-- Relevé --

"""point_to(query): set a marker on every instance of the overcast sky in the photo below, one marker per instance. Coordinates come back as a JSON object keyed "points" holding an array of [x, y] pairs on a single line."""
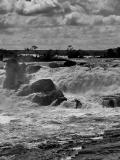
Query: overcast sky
{"points": [[85, 24]]}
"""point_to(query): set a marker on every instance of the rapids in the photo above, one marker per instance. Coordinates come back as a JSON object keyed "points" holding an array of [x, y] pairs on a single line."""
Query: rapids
{"points": [[20, 119]]}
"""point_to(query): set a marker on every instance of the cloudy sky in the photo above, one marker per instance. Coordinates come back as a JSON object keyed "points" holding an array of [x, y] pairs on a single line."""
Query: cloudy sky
{"points": [[85, 24]]}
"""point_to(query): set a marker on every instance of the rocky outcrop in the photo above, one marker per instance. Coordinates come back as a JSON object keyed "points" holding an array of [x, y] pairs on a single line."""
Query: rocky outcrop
{"points": [[32, 69], [15, 74], [111, 101], [45, 92], [42, 86], [47, 99], [69, 63]]}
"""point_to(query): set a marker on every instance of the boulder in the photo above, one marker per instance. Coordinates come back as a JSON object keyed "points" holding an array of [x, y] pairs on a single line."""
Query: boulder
{"points": [[59, 101], [32, 69], [69, 63], [47, 99], [111, 101], [53, 65], [12, 74], [42, 86]]}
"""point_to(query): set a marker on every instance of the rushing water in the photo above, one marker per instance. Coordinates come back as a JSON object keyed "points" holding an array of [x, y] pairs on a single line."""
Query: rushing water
{"points": [[20, 119]]}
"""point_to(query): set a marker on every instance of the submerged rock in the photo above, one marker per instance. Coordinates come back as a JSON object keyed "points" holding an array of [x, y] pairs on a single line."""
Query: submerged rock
{"points": [[111, 101], [47, 99], [15, 74], [44, 91], [32, 69], [69, 63], [42, 85]]}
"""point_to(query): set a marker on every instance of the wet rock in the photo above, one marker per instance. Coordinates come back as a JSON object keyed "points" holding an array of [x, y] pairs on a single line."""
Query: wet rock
{"points": [[54, 65], [32, 69], [42, 85], [78, 103], [47, 99], [59, 101], [111, 101], [12, 150], [69, 63], [14, 74]]}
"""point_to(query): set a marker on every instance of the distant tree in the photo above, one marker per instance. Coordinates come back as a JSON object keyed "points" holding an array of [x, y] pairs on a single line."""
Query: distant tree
{"points": [[34, 47], [118, 52], [110, 53], [49, 55]]}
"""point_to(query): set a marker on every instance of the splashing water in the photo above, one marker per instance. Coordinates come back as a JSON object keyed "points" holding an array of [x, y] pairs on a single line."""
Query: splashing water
{"points": [[21, 118]]}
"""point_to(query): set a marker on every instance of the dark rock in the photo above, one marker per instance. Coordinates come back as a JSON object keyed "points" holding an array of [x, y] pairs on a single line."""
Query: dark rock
{"points": [[14, 74], [13, 150], [47, 99], [42, 85], [32, 69], [111, 101], [54, 65], [59, 101], [69, 63], [78, 104]]}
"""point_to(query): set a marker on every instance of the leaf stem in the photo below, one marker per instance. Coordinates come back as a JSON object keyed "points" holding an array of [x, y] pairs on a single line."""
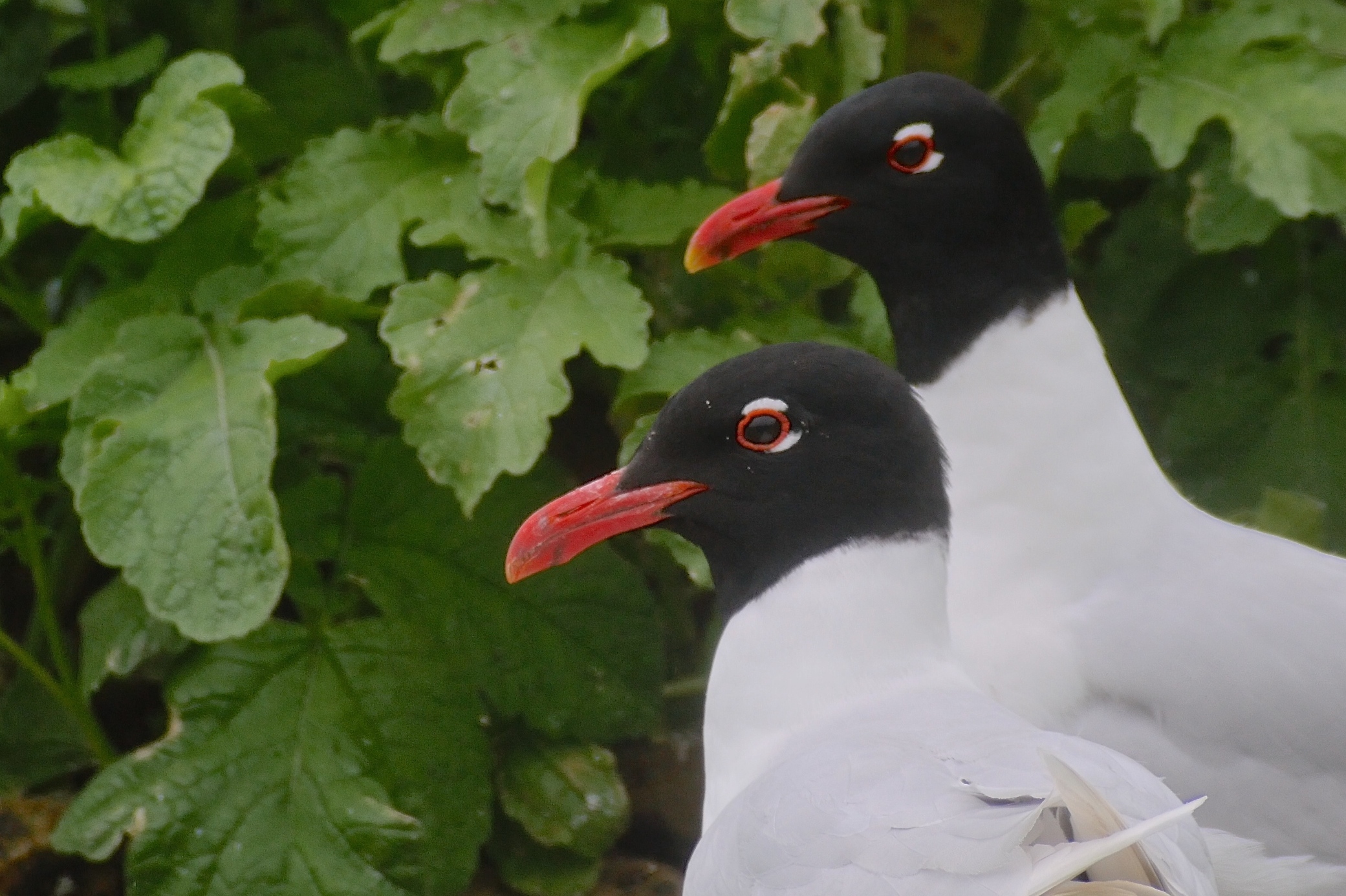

-- Travail attendu --
Convertissez toutes les lignes ci-dessus en un tableau Markdown à deux colonnes : « Numéro » pour le rang de chaque ligne et « Texte » pour la ligne elle-même. Omettez les lignes vides et ne faites pas figurer les images dans le tableau.

-- Réponse ci-dessous --
| Numéro | Texte |
|---|---|
| 1 | """point_to(query): set a marker on every instance of the overcast sky in the photo below, one marker per instance. Coordinates come back as a JSON object keyed "points" holding an array of [x, y] pairs on a single line.""" |
| 2 | Query: overcast sky |
| 3 | {"points": [[85, 24]]} |
| 4 | """point_to(query): set a marker on every instance of the rapids in the photo above, one marker per instance. Coordinates come back as a JSON object keyed "points" holding an array of [x, y] pairs on a single line.""" |
| 5 | Query: rapids |
| 6 | {"points": [[20, 119]]} |
| 7 | """point_to(query): set a marker on every instance of the cloudy sky in the photo above, one marker per instance. Coordinates come back as a JSON object keyed "points" holding an array of [x, y] pairs on a single line.""" |
| 8 | Query: cloudy sky |
| 9 | {"points": [[85, 24]]} |
| 10 | """point_to(query): set a marker on every instance of the rocky outcrop in the photo above, one marker per instance. Coordinates come back as a JSON object keyed "points" holding an array of [x, y] pairs on a single line.""" |
| 11 | Query: rocky outcrop |
| 12 | {"points": [[32, 69], [15, 74], [111, 101], [45, 92], [42, 86], [47, 99], [69, 63]]} |
| 13 | """point_to(query): set a marker on every instance of the boulder in the photo above, one marker per instance. Coordinates come back as a JSON object keyed "points" holding an array of [x, y] pairs on a single line.""" |
| 14 | Query: boulder |
| 15 | {"points": [[59, 101], [32, 69], [69, 63], [47, 99], [111, 101], [53, 65], [12, 74], [42, 86]]} |
| 16 | """point_to(query): set a marker on every instance of the rushing water in the photo above, one marker per instance. Coordinates come back as a JSON object keyed "points" holding an array of [x, y] pairs on a single line.""" |
| 17 | Query: rushing water |
| 18 | {"points": [[20, 119]]} |
| 19 | """point_to(query): set a marker on every instance of the submerged rock in the photo above, one marker per instance. Coordinates come back as a JSON object keyed "points" holding an array of [x, y] pairs on a single line.""" |
| 20 | Query: submerged rock |
| 21 | {"points": [[111, 101], [47, 99], [15, 74], [44, 91], [32, 69], [69, 63], [42, 85]]} |
| 22 | """point_to(query): set a marker on every instance of the wet rock in the photo above, one marker per instance. Coordinates come back as a JSON object keyed "points" holding an array of [x, y] pairs on a single line.""" |
| 23 | Query: wet rock |
| 24 | {"points": [[54, 65], [32, 69], [42, 85], [78, 103], [47, 99], [59, 101], [111, 101], [12, 150], [69, 63], [14, 74]]} |
| 25 | """point_to(query): set a marker on every instance of the distant tree in the photo above, one marker per instance. Coordinates come back as a JSON object keyed "points" holding an array of [x, y] pairs on a single line.""" |
| 26 | Query: distant tree |
| 27 | {"points": [[34, 47], [118, 52], [110, 53], [49, 55]]} |
| 28 | """point_to(query): set a marker on every instance of the splashing water in the photo above, one marker per instance. Coordinates come back as a JSON object keyed "points" holding an array of [x, y] pairs on a single line.""" |
| 29 | Query: splashing water |
| 30 | {"points": [[21, 118]]} |
| 31 | """point_to(query): set a marker on every instance of the dark rock in the photo above, one marker per instance. Coordinates come back as a JSON object keyed "points" holding an array of [x, y] pairs on a single line.""" |
| 32 | Query: dark rock |
| 33 | {"points": [[14, 74], [13, 150], [47, 99], [42, 85], [32, 69], [111, 101], [54, 65], [59, 101], [69, 63], [78, 104]]} |
| 34 | """point_to(query): set a marker on every instance of the leaf stem in the photo below, one marker per instance. Coordinates come back as a JSON object keyed "points" holding an array of [x, y] pairs on a single line.""" |